__AIM OF THE EXERCISE__
Please give the lines beginning at the one that contains "Pass this photo to locate to point out the puppy's muzzle." and ending after the one that contains "x=365, y=876" as a two-column CSV with the headers text and answer, one row for each text and the answer that follows it. Put every value in a single quoted field, with any line breaks replaced by spaces.

__DATA LINES__
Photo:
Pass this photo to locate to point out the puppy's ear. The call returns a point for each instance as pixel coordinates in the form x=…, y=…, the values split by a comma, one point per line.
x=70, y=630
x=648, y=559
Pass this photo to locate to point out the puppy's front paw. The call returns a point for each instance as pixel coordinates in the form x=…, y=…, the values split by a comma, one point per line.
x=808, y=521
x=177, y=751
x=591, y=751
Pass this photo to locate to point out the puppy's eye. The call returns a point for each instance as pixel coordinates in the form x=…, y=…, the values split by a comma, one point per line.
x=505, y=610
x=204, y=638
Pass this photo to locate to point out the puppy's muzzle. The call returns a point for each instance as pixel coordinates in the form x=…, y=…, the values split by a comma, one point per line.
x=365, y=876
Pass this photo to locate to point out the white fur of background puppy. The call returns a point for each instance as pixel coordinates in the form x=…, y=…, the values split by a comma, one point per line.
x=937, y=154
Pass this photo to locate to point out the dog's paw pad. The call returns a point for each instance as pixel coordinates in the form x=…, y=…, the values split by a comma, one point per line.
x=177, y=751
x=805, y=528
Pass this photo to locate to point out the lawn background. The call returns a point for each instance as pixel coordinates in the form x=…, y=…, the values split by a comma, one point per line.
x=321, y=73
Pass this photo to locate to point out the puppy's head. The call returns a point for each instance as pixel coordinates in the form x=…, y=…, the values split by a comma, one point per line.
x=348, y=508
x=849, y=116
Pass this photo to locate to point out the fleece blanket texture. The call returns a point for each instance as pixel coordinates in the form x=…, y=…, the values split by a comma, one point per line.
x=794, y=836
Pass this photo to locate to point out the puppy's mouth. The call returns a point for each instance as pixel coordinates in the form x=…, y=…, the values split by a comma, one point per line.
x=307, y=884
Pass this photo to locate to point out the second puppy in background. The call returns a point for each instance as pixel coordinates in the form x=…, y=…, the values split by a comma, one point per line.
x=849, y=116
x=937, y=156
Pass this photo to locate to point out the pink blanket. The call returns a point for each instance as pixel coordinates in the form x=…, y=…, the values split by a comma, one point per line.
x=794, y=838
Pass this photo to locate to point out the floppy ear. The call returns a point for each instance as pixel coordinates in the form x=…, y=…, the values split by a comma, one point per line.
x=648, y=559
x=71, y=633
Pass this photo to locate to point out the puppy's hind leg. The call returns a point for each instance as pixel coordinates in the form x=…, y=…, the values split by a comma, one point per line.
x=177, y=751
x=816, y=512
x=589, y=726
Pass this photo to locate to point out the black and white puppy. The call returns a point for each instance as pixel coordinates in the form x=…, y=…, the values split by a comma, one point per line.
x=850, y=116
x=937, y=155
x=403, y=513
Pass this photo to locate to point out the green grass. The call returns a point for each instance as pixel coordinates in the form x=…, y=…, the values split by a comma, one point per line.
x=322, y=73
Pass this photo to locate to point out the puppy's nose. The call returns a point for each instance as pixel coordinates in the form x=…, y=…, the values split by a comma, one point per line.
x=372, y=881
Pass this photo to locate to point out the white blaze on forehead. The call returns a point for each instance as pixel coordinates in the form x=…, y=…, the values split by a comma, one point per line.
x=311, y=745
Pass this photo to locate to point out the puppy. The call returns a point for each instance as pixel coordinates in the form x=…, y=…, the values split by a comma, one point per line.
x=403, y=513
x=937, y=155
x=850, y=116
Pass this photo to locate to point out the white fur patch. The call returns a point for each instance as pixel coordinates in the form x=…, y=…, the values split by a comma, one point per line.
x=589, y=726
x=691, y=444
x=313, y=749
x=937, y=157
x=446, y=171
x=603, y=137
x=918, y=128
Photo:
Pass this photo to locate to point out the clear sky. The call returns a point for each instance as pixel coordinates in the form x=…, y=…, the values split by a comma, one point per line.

__WRITTEN RESPONSE__
text,answer
"Pass this photo to locate to point out the puppy's muzzle. The call returns a point for each instance as pixel coordinates in the form x=…, y=…, the values split by a comma, one point per line.","x=365, y=876"